**Extracted entries:**
----------

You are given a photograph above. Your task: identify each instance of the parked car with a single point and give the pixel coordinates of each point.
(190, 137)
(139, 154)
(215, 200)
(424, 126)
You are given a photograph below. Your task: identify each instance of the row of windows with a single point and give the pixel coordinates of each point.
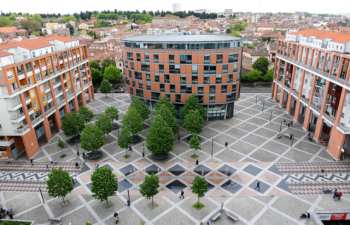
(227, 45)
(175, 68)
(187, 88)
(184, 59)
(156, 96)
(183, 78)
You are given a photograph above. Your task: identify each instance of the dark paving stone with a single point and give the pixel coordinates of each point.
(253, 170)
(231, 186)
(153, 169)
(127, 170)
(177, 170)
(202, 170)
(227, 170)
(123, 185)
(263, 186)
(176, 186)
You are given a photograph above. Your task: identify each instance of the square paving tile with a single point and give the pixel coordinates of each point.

----------

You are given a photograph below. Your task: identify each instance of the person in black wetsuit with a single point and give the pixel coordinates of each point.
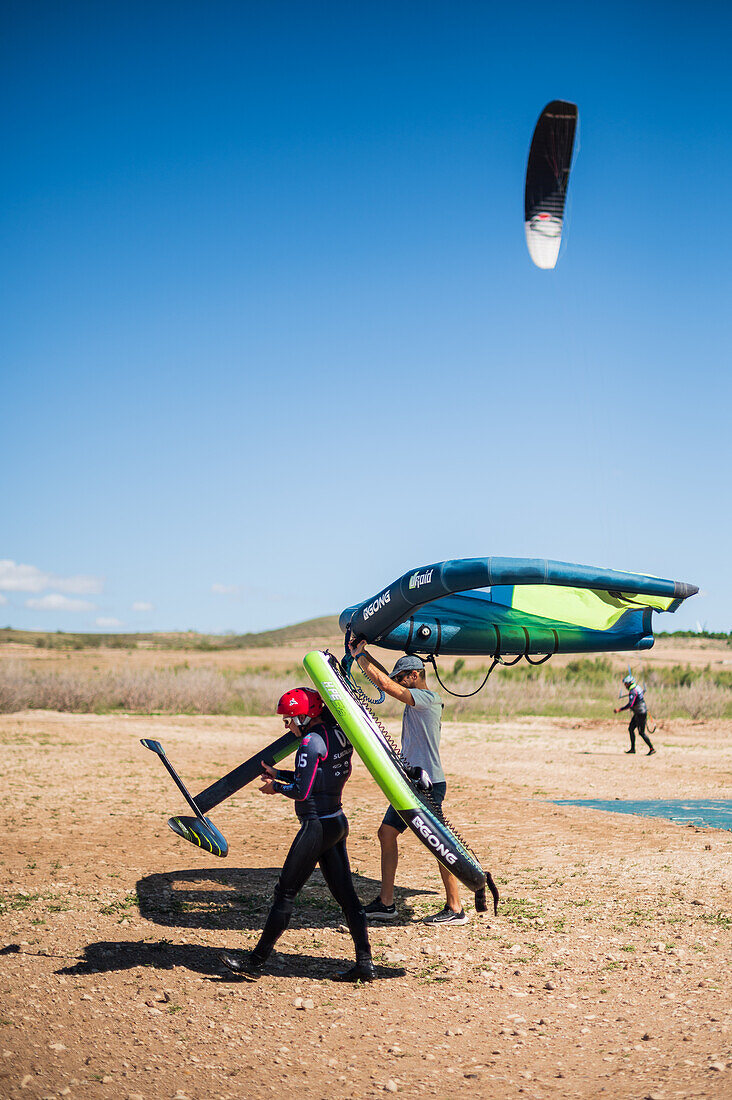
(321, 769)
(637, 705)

----------

**Objective:** Show each line in the rows above that contains the string "paving", copied in full and in its original order.

**Full output:**
You are given a photograph above. Your task: identify each instance of the dark paving stone with a single point and give the pixel coordinates of each point.
You are given a photograph above. Your task: identify each instance of the square paving tile with a single point and give the pixel coordinates of each point.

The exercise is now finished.